— Start Material supplied —
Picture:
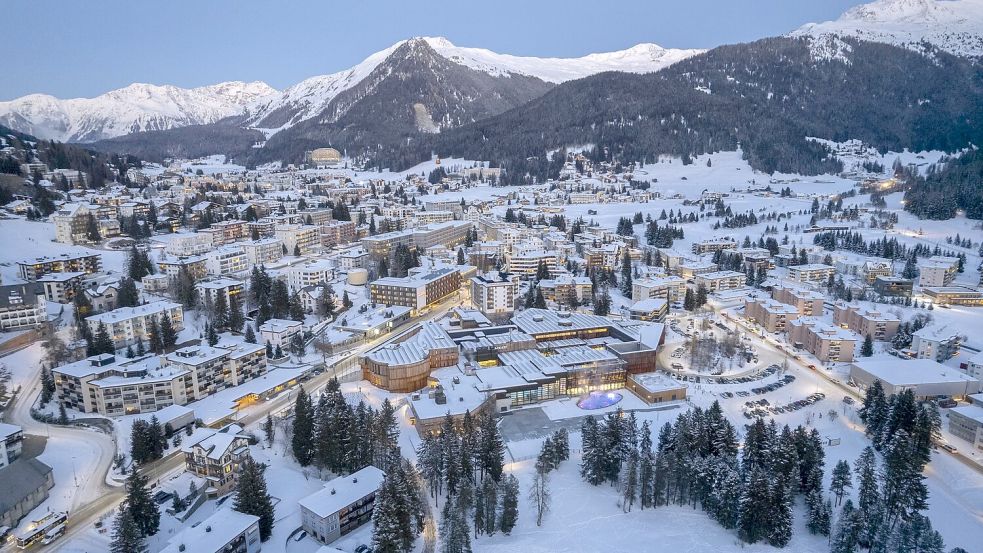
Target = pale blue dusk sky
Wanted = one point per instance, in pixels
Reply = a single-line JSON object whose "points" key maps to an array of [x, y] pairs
{"points": [[84, 48]]}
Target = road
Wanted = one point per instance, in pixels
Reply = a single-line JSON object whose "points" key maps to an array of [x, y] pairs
{"points": [[85, 515]]}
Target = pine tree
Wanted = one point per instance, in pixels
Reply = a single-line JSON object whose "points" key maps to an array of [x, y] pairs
{"points": [[303, 429], [142, 507], [252, 496], [510, 504], [841, 480], [127, 537]]}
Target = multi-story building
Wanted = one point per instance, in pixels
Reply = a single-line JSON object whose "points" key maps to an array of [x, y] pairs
{"points": [[114, 386], [672, 288], [343, 505], [416, 291], [61, 287], [713, 245], [866, 322], [302, 238], [216, 456], [827, 342], [196, 265], [311, 273], [262, 251], [127, 325], [770, 314], [936, 341], [718, 281], [22, 306], [225, 531], [337, 232], [811, 272], [33, 269], [893, 286], [494, 294], [11, 443], [937, 271], [806, 302], [227, 261]]}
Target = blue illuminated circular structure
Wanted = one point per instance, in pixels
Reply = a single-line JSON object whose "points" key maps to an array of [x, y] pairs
{"points": [[599, 400]]}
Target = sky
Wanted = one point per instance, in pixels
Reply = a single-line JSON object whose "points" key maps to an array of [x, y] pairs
{"points": [[82, 49]]}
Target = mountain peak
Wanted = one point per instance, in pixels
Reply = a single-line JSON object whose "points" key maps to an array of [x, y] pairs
{"points": [[955, 26]]}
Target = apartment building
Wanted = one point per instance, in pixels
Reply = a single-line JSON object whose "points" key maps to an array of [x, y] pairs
{"points": [[494, 294], [22, 306], [720, 281], [672, 288], [33, 269], [336, 233], [937, 271], [771, 314], [11, 443], [226, 531], [713, 245], [196, 265], [807, 302], [866, 322], [936, 341], [304, 238], [811, 272], [416, 291], [127, 325], [262, 251], [216, 456], [344, 504], [830, 344]]}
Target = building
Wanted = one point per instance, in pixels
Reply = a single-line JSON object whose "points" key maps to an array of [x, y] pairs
{"points": [[322, 157], [935, 341], [262, 251], [226, 531], [719, 281], [114, 386], [22, 306], [226, 261], [216, 456], [893, 286], [713, 245], [866, 322], [494, 294], [416, 291], [772, 315], [828, 343], [955, 295], [806, 302], [653, 309], [672, 288], [61, 287], [32, 270], [343, 505], [278, 332], [127, 325], [298, 238], [937, 271], [25, 484], [11, 443], [811, 272], [925, 377]]}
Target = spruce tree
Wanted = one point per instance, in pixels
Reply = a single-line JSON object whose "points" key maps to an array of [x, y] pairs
{"points": [[252, 496]]}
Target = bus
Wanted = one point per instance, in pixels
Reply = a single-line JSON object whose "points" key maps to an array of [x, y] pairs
{"points": [[38, 530]]}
— End Material supplied —
• **Work required**
Reproduce the material above verbatim, omitting the pictures.

• **Response**
Picture:
Target = pale blue dusk sky
Wanted = one point per instance, in pixels
Reply = a single-line JSON object whose "points" key maps to an array of [x, y] pairs
{"points": [[84, 48]]}
Target = road
Wanted = one point per instance, in pixels
Reply = a single-line JSON object whose "points" key maps to an array of [x, y] pairs
{"points": [[85, 515]]}
Target = pine tree
Wanted = one point per instance, in pixels
Reply = a single-line JSON object whose "points" key maps to an array of [x, y] pairs
{"points": [[303, 429], [142, 507], [252, 496], [510, 504], [841, 480], [127, 537]]}
Target = multi-story building
Wanted = one point per instance, in pixels
Reply = a single-line JSON object whose "points" key maps to an array of [x, y] pairs
{"points": [[114, 386], [672, 288], [343, 505], [416, 291], [61, 287], [713, 245], [866, 322], [302, 238], [216, 456], [827, 342], [196, 265], [311, 273], [262, 251], [127, 325], [770, 314], [936, 341], [718, 281], [22, 306], [225, 531], [337, 232], [811, 272], [33, 269], [893, 286], [494, 294], [11, 443], [937, 271], [806, 302], [227, 261]]}
Target = blue illuminated circular structure
Wanted = one point per instance, in pixels
Reply = a single-line JSON object whose "points" key maps to an array of [x, y] pairs
{"points": [[599, 400]]}
Target = sky
Wanted = one point per instance, in pixels
Reply = a single-line JSON object whose "points" key maps to an array of [x, y] pairs
{"points": [[82, 49]]}
Target = mountain peak
Wanted = one point per instance, in pixels
Reply = a single-line JSON object whose "points" key maps to an array of [x, y] pairs
{"points": [[955, 26]]}
Target = apartment building
Wanted = one point per instance, in pixels
Reply = a single-line JSON object whose "points" key maps to an array of [x, y] pairs
{"points": [[494, 294], [22, 306], [720, 281], [672, 288], [33, 269], [336, 233], [937, 271], [771, 314], [11, 443], [226, 531], [713, 245], [196, 265], [807, 302], [866, 322], [936, 341], [304, 238], [811, 272], [416, 291], [127, 325], [262, 251], [216, 456], [344, 504], [830, 344]]}
Target = building
Wanted = one point per instance, in pixels
Reply = a single-line JSON object whose "points" key maps to an array of [x, y] pairs
{"points": [[322, 157], [935, 341], [262, 251], [226, 531], [719, 281], [114, 386], [22, 306], [226, 261], [216, 456], [893, 286], [713, 245], [866, 322], [494, 294], [416, 291], [772, 315], [828, 343], [955, 295], [806, 302], [653, 309], [672, 288], [61, 287], [32, 270], [343, 505], [278, 332], [127, 325], [298, 238], [937, 271], [25, 484], [11, 443], [811, 272], [925, 377]]}
Target = spruce tree
Wanted = one point per instance, in pixels
Reply = a single-line JSON object whose "points" key maps to an array of [x, y] pairs
{"points": [[252, 496]]}
Target = bus
Wanted = one point per instance, in pixels
Reply = a single-line JSON object whose "points" key maps to an array of [x, y] pairs
{"points": [[38, 530]]}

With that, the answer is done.